▸ **PASSAGE FOURNI**
------------------------------------

Manière plus rythmique, plus langage, de
transposer ce que Mallarmé appelait "authenticité" et "séjour".
Séjour, terme encore trop statique pour dire l’instabilité
même. Mais "la seule tâche spirituelle", oui, je dirais encore
oui, dans ce monde emporté par la vulgarité des conformismes
et le marché du signe, ou alors renoncer à être un
sujet, une historicité en cours, pour n’être qu’un produit,
une valeur d’échange parmi les autres marchandises. Ce que la technicisation
du tout-communication ne fait qu’accélérer.
Non, les mots ne sont pas faits pour désigner
les choses. Ils sont là pour nous situer parmi les choses. Si on
les voit comme des désignations, on montre qu’on a l’idée
la plus pauvre du langage. La plus commune aussi. C’est le combat, mais
depuis toujours, du poème contre le signe. David contre Goliath.
Goliath, le signe.
C’est pourquoi aussi je crois qu’on a tort de rattacher
encore et toujours, chez Mallarmé, "l’absente de tous bouquets"

------------------------------------

▸ **TRAVAIL DEMANDÉ**
**1)** Pouvez-vous résumer en deux phrases le passage sur le langage et le poème ?
**2)** Pouvez-vous écrire la suite du passage sur le langage et le poème en reprenant là où il s'arrête ?

------------------------------------

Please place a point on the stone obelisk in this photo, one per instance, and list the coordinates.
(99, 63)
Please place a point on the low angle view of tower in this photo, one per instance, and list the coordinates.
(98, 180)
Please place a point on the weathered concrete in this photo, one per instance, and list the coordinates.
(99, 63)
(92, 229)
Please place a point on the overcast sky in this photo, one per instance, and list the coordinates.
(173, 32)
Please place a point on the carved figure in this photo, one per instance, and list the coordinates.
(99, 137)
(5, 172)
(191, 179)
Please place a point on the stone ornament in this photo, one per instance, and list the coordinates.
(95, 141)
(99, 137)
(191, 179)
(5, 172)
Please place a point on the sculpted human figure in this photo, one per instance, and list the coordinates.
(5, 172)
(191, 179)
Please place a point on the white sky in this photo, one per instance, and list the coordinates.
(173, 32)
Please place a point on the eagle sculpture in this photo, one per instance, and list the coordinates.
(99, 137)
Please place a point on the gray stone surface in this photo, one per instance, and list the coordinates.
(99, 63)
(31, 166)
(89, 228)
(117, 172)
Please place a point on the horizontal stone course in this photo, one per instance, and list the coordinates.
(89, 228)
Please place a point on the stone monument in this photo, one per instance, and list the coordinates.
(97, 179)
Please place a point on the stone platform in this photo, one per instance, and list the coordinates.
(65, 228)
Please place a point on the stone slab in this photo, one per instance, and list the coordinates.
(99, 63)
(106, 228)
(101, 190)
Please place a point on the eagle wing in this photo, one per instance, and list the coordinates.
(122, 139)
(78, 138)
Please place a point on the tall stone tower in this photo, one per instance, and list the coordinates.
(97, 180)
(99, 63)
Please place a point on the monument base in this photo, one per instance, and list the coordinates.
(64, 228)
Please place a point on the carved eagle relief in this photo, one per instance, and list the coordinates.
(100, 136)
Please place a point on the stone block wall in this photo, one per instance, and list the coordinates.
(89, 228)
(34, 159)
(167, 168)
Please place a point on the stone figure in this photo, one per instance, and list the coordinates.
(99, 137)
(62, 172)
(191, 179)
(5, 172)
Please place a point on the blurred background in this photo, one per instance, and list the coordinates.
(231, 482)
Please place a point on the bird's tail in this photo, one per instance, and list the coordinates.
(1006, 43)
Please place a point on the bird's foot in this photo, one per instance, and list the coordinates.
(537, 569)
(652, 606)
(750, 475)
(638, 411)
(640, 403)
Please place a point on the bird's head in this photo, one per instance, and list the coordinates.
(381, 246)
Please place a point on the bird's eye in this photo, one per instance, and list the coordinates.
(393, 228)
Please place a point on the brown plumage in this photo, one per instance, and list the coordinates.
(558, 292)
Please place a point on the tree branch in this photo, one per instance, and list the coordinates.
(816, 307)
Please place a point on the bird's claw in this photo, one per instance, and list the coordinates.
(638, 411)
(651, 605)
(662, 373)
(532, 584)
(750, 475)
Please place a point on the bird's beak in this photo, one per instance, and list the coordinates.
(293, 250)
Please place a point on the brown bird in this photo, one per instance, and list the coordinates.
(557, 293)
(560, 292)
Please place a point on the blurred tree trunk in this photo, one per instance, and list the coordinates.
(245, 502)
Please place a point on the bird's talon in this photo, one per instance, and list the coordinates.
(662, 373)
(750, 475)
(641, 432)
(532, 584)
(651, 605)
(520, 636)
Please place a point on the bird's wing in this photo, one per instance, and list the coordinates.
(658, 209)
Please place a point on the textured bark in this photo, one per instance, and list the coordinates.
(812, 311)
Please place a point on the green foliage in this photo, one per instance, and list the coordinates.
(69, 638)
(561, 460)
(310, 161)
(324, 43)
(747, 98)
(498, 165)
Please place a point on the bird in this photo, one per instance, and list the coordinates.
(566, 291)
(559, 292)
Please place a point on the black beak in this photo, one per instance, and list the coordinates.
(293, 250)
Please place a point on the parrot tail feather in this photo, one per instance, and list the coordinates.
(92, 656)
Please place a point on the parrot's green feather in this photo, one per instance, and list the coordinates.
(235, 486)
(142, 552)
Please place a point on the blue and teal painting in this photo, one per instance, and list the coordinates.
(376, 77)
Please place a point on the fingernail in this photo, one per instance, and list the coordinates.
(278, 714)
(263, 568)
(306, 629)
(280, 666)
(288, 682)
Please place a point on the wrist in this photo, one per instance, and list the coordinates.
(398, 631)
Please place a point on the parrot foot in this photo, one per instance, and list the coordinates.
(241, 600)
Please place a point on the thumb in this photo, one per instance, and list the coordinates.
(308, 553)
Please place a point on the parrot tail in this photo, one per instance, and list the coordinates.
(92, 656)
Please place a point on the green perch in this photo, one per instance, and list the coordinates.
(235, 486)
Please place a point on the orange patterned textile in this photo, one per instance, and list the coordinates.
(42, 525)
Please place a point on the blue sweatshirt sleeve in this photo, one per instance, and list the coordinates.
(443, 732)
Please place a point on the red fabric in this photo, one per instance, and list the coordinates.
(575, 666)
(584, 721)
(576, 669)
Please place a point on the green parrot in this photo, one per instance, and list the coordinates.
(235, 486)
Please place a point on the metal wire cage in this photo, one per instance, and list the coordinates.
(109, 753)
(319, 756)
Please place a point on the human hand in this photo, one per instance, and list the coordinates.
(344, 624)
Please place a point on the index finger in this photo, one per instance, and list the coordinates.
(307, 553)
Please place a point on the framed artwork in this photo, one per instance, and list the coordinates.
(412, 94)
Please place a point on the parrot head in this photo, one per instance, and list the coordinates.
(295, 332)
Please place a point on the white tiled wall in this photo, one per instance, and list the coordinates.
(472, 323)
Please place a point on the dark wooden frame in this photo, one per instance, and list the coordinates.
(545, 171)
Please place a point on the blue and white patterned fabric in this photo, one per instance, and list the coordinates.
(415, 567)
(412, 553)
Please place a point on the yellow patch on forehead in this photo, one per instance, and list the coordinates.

------------------------------------

▸ **RÉPONSES ATTENDUES**
**1)** Le passage soutient que les mots ne sont pas faits pour désigner les choses mais pour nous situer parmi elles, et que les voir comme des désignations trahit l'idée la plus pauvre et la plus commune du langage. Il y voit le combat de toujours du poème contre le signe, dans un monde emporté par la vulgarité des conformismes et le marché du signe, où l'on risque de n'être qu'un produit, une valeur d'échange parmi les autres marchandises.

**2)**
à la banalité du signe. Le signe absence des choses. Surtout
quand on l’oppose à la "vraie vie" de Rimbaud. On reste dans le
discontinu du langage opposé au continu de la vie. Mallarmé
savait, lui, que sur une pierre "les pages se refermeraient mal".
C’est ici que le poème peut et doit battre
le signe. Dévaster la représentation convenue, enseignée,
canonique. Parce que le poème est le moment d’une écoute.
Et le signe ne fait que nous donner à voir. Il est sourd, et il
rend sourd. Seul le poème peut nous mettre en voix, nous faire passer
de voix en voix, faire de nous une écoute. Nous donner tout le langage
comme écoute. Et le continu de cette écoute inclut, impose
un continu entre les sujets que nous sommes, le langage que nous devenons,
l’éthique en acte qu’est cette écoute, d’où une politique
du poème. Une politique de la pensée. Le parti du rythme.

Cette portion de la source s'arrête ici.